CODEWITHSUNDEEP
rust
Foobar
Foobar

Reputation: 8485

anonymous struct type for function parameter

In Typescript, I can do this:

function foo(param: { a: string, b: number }) { }

In order to declare a function that takes in an object, without explicitly declaring the parameter type as a named type like this:

interface Parameter {
    a: string;
    b: number;
}

function foo(param: Parameter) {}

Is there a way I can do this in Rust, or do I have to explicitly declare the parameter type as a named type?

Upvotes: 5

Views: 2750

Answers (3)

Angelicos Phosphoros
Angelicos Phosphoros

Reputation: 3083

You can't do such things in Rust because it has nominal type system and your code is example of structural type systems. You can read about them in wikipedia: https://en.wikipedia.org/wiki/Nominal_type_system https://en.wikipedia.org/wiki/Structural_type_system

In structural type system, type is just set of it's fields and it's name and definition doesn't matter. In contrast, nominal type system treats 2 types with different declaration but same set of fields as different (meaning, that name of the type more important than contents).

Rust chosen nominal because it is stricker and allows to enforce some properties of program at type level. Consider this example:

struct Employee(String);
struct Customer(String);

fn handle_order(employee: Employee, customer: Customer){}

If programmer made a mistake and call it like handle_order(customer, employee), it is a mistake which wouldn't be noticed in language with structural typing but would trigger compile error in nominal typing.

Also, there can be situation when programmer need to change definition of type, for example, add a field to the Employee. In such case, one can be sure that refactoring done when all uses of Employee fixed. In program with structural typing, one cannot be sure because there can be a code which sends Customer instead of and thus refactoring of structural typed programs are little harder.

Another famous example of nominal typing in Rust is the lifetimes. Variables with types with same defined type and different lifetimes actually have different nominal types. And all Rusts safety is based on this.

Typescript uses structural typing because it is easier to map it into JavaScript.

**RECORDED DATA:**
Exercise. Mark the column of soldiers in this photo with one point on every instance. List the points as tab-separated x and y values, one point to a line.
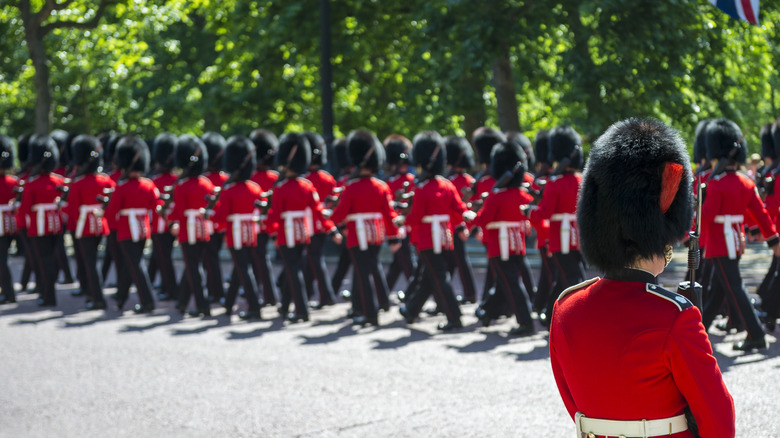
244	192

**WHAT IS ASKED:**
**a.** Render this sentence from the forum thread on anonymous struct types in Rust into Spanish: "Typescript uses structural typing because it is easier to map it into JavaScript."
**b.** Carry the forum thread on anonymous struct types in Rust forward from its last sentence.
The lines have no role in this exercise.

**RESULTS FOR EACH TASK:**
**a.** Typescript utiliza tipado estructural porque es más fácil trasladarlo a JavaScript.

**b.**
Upvotes: 2

Natrix
Natrix

Reputation: 113

Rust has pattern deconstruction for function parameters on tuples, arrays and structs like this:

fn f((a, b): (u32, i32), [x, y, z]: [String; 3]) { }
struct A { a: u32, b: String }
fn g(A { a, b }: A) { }

But it has no such syntax for unnamed types / objects, since objects simply do not exist in rust. Imagine rust had a syntax for this:

fn f(param: {a: String, b: String}) {} // Invalid code!

How would someone call that function? There is no way to construct an instance of this type. In javascript (/typescript) this is possible, because of dynamic typing, but in rust you have to know a type to be able to construct it.

If you are interested into faking keyword arguments in functions, this might help: How to best *fake* keyword style function arguments in Rust?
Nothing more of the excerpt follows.